EXTRACT TO READ:
# # # # # # #

THE PEOPLE, PLAINTIFF AND RESPONDENT,
v.
TRAVIS EASTBURN, DEFENDANT AND APPELLANT.



Superior Court County of Ventura Charles R. McGrath, Judge Super. Ct. No. 2007014604) (Ventura County).

The opinion of the court was delivered by: Perren, J.

CERTIFIED FOR PUBLICATION

Travis Eastburn fraudulently obtained over $20,000 by passing eight checks with the forged signatures of his 83-year-old employer, Arnold Sutherland. The checks were drawn on an account held by Sutherland in the name of his "dba,"*fn1 Sutherland & Associates (S & A). A jury subsequently convicted Eastburn of forgery from an elder adult (Pen. Code,*fn2 § 368, subd. (d)), grand theft by embezzlement (§ 487, subd. (a)), and two counts of commercial burglary (§ 459). In this appeal, Eastburn challenges the sufficiency of the evidence supporting his conviction under subdivision (d) of section 368. He contends the evidence effectively compelled the jury to find that the actual victim of his crime "was a business entity, and not an elder adult." We conclude that the law, be it civil or criminal, recognizes no distinction between an individual and a name under which he or she does business. We also conclude that the evidence presented in this case is sufficient to support the jury's finding that Eastburn either knew or should have known that the money he was stealing belonged to an elder adult as opposed to a business. Accordingly, we affirm.

STATEMENT OF FACTS

Sutherland was born in 1933. In 1972, he started a home-based business under the dba S & A., which he described as a "custom adhesive dispensing company." In 2005, Sutherland hired Dawna Shaw to manage the office and conduct sales. When Shaw left the job in August 2006, she recommended Eastburn as her replacement. Shaw, who was a close friend of Eastburn's fiancée Heidi Kluth, described Eastburn to Sutherland as a "trustworthy, helpful man" who would do well in the position. Sutherland hired Eastburn because he believed he might be a good candidate to take over the business.

# # # # # # #

EXERCISE A: List the offenses the jury convicted Eastburn of, according to the court opinion.
EXERCISE B: Write out the section of the court opinion that starts at the words "Superior Court County" and ends after "by: Perren, J.".

Position annotation records:
# # # # # # #

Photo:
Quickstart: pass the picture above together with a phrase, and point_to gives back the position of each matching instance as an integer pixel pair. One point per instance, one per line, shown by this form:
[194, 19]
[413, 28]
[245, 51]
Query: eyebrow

# # # # # # #

FULL OUTPUT A:
- Forgery from an elder adult (Pen. Code, § 368, subd. (d))
- Grand theft by embezzlement (§ 487, subd. (a))
- Commercial burglary, two counts (§ 459)

FULL OUTPUT B:
Superior Court County of Ventura Charles R. McGrath, Judge Super. Ct. No. 2007014604) (Ventura County).

The opinion of the court was delivered by: Perren, J.